> Task description:
Write every entry out again, exactly as given.

> Extracted information:

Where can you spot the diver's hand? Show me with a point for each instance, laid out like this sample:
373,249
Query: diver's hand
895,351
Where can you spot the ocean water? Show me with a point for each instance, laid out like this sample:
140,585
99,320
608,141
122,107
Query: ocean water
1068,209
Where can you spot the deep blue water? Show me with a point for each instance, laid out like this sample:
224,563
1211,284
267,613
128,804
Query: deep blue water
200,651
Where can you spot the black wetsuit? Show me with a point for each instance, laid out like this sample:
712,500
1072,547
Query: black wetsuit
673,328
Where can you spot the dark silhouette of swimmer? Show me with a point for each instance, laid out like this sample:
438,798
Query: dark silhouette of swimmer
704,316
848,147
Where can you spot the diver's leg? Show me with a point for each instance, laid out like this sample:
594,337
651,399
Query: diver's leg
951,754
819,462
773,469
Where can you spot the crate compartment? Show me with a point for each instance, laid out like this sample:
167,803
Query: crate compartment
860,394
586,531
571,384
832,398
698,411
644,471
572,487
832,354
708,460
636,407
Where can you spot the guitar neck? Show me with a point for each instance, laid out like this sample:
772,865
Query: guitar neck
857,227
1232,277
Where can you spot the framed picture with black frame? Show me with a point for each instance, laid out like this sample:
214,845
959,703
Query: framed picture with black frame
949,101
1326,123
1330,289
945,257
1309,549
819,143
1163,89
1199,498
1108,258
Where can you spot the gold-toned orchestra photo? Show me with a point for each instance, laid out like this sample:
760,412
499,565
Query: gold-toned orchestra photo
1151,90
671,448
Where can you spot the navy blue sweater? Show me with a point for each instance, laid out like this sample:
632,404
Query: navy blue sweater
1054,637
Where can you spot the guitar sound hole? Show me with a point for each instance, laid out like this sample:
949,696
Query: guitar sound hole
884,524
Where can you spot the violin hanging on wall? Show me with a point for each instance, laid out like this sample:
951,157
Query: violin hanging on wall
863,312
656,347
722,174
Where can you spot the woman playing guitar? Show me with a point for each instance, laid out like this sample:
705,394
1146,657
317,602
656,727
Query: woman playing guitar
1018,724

> Answer for this exercise:
Where can you spot the diver's hand? Show me with a point for each instance, laid out like this sample:
373,249
Query: diver's hand
895,351
Where can you spot the ocean water? Show me with a point for each instance, laid out like this sample:
140,585
99,320
608,141
122,107
Query: ocean water
1068,209
Where can you spot the deep blue water? Show me with a point for each instance, laid out like this sample:
224,563
1211,284
267,613
128,804
Query: deep blue water
200,651
Where can you spot the black wetsuit? Show me with a point for each instance, laid out like this sample:
712,500
1072,547
Query: black wetsuit
673,328
Where can you spot the dark silhouette of swimmer? Show me with a point for each instance, laid out like this sample:
438,798
Query: dark silhouette of swimmer
704,316
848,147
Where can you spot the diver's leg? Show me with a point for each instance, laid out like this sample:
594,337
651,399
Query: diver's leg
951,754
819,462
773,469
Where can you spot the crate compartment? Show me with a point for each instance, laid out like this sample:
167,803
Query: crate compartment
860,394
586,531
571,384
832,398
698,411
644,471
572,487
832,354
708,460
636,407
Where can you spot the guitar neck? Show me with a point for each instance, laid out like this sample:
772,865
Query: guitar neck
857,227
1232,277
Where can you spot the framed picture with black frame? Show me with a point for each instance, laid out like this sample:
214,845
959,703
Query: framed picture with black frame
949,101
1326,123
1330,289
945,257
1309,549
819,143
1163,89
1199,498
1108,258
Where can you spot the gold-toned orchestra photo? Show me with a point for each instance, laid out like this sample:
760,412
499,565
Query: gold-toned orchestra photo
1151,90
671,448
Where can you spot the navy blue sweater? Show me with a point for each instance, laid out like this sample:
632,404
Query: navy blue sweater
1054,637
Where can you spot the guitar sound hole? Show me with a point for each instance, laid out like this sample:
949,696
Query: guitar sound hole
884,524
Where can you spot the violin hanging on wall? Show me with a point for each instance, laid out like this sample:
951,157
Query: violin hanging on wall
863,312
656,347
722,174
Where can you spot the woman playing guitar? Show me with a point for each instance, laid out like this sample:
705,394
1146,657
317,602
656,727
Query: woman playing guitar
1018,724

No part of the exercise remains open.